■ EXERCISE DETAILS: Copy the data that follows, character for character, minus the pictures.
---- MATERIAL PROVIDED
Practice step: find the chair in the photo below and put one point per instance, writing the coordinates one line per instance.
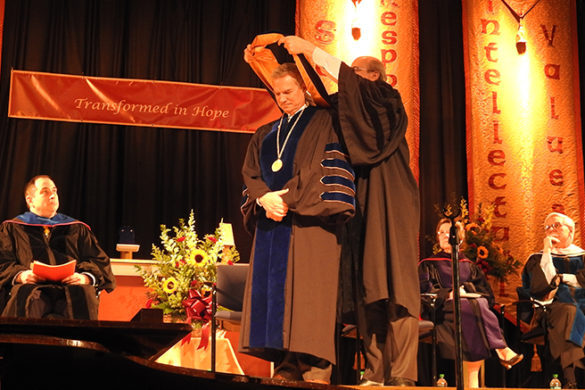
(228, 292)
(532, 329)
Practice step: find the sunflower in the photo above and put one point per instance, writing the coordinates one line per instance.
(198, 257)
(471, 226)
(170, 285)
(482, 252)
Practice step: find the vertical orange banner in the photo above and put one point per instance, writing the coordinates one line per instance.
(523, 120)
(387, 30)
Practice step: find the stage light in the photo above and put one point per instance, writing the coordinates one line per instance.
(521, 40)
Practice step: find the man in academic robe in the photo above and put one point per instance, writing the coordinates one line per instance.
(555, 278)
(383, 236)
(45, 236)
(298, 191)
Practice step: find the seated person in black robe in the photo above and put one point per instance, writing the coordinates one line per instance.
(481, 331)
(555, 278)
(46, 236)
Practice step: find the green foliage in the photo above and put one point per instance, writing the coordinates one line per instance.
(480, 244)
(184, 262)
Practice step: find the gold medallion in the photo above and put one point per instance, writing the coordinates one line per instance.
(276, 165)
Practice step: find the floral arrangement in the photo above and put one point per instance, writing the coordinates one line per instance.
(480, 246)
(180, 283)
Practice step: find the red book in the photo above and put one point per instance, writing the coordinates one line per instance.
(54, 273)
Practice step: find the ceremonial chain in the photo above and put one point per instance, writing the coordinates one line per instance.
(277, 164)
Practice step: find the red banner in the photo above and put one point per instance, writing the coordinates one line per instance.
(523, 121)
(49, 96)
(387, 30)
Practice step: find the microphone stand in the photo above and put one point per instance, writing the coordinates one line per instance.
(454, 241)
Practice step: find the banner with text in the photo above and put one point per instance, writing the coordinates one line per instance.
(386, 30)
(523, 121)
(49, 96)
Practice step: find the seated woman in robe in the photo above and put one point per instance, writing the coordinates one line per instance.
(481, 330)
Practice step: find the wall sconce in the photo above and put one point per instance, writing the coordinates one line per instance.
(521, 40)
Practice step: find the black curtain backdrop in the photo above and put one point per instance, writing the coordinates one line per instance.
(111, 176)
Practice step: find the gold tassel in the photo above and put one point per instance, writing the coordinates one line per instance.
(535, 364)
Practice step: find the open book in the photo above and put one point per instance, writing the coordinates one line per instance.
(54, 273)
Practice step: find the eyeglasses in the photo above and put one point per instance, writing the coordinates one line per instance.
(553, 226)
(359, 69)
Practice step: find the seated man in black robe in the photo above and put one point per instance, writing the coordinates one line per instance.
(555, 278)
(46, 236)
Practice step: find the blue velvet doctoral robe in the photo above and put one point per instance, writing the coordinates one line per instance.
(290, 301)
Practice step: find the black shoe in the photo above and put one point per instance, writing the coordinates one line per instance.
(398, 381)
(367, 382)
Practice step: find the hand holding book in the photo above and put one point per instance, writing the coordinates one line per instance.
(54, 273)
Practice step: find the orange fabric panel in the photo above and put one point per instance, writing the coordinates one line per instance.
(36, 95)
(523, 119)
(387, 30)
--------
■ REPLY:
Practice step: find the chair in the photo below and put one point per instance, writing the coordinates one line per instance.
(228, 292)
(532, 329)
Practice step: find the sunflower in the photo above and put one point per instance, writing the coordinates one line per instance.
(198, 257)
(471, 226)
(170, 285)
(482, 252)
Practice step: find the vertical orange banner in the photo above and put one point per instance, writing the coordinates one line per instance.
(523, 120)
(387, 30)
Practice step: find the stage light in the photo above and put one point per instance, writing the coordinates one line per instance.
(521, 40)
Practice step: find the man in academic robe in the photo above and put one point per instance, writing the coordinates one line per instance.
(555, 278)
(383, 236)
(45, 236)
(298, 191)
Practice step: find the seated person in black robe in the photo above and put one point per instance, writing the coordinates one line per instance.
(481, 331)
(555, 278)
(46, 236)
Practice step: find the green foliage in the photo above and put one point per instance, writing the coordinates one line per instance.
(480, 244)
(184, 262)
Practice step: find the gold medallion in the photo above and put one point per instance, writing the coordinates one line per instance.
(276, 165)
Practice step: find the floral arrangement in the photo above and put one point per instance, writing the coordinates one line per instance.
(480, 246)
(180, 283)
Practice step: find the red book in the photo above and put one point per instance, writing the coordinates one line per instance.
(54, 273)
Practice step: find the ceremonial chain in the photo above and put one point per instance, writing the coordinates one line per instance.
(277, 164)
Practice step: find the red banner in the photo above and put one point per instance, writing the coordinates one line per instance.
(523, 121)
(49, 96)
(387, 30)
Practice step: find the microphone stand in the photo above and put one point per instance, writing the coordinates one line per instance.
(454, 241)
Practice step: find the banner with text in the photo above and put one point per instance, writing the coordinates one line per instance.
(386, 30)
(523, 121)
(49, 96)
Practice step: find the seated woman in robe in the photo above and put one point per instance, writing the coordinates one line per instance.
(481, 330)
Practice step: find the wall sconce in the photo above and put one point per instance, writing the coordinates one line per instance.
(521, 40)
Practice step: find the black curtain backdrop in the photo above and put one point per instance, writing the coordinates one line per instance.
(111, 176)
Practice step: find the gold tassel in the photo above and put one point per instance, writing the coordinates one line per instance.
(535, 364)
Practice step: find the open book in the photo above and put one point per instance, writing the coordinates one line per instance.
(54, 273)
Practice step: find the eyeglasses in the photo above and put one point per instance, writing the coordinates one line per instance.
(553, 226)
(359, 69)
Practice step: find the seated man in black robe in the photo above and put one point per instance, writing the coordinates one line per instance.
(555, 278)
(46, 236)
Practice step: find the blue velvet doctoral robe in the photo above and put one point per instance, writing the coordinates one line per instance.
(290, 301)
Practice step: find the black shoe in the photo above and put one point per instance, writing the coordinates one line per instance.
(398, 381)
(367, 382)
Practice step: find the hand holding book in the photo above and put one point per instance, writing the coordinates one line per instance.
(54, 273)
Practice step: find the orange fabric panel in the photo above and put one point per instance, writing the coordinates one line per instance.
(36, 95)
(523, 119)
(387, 30)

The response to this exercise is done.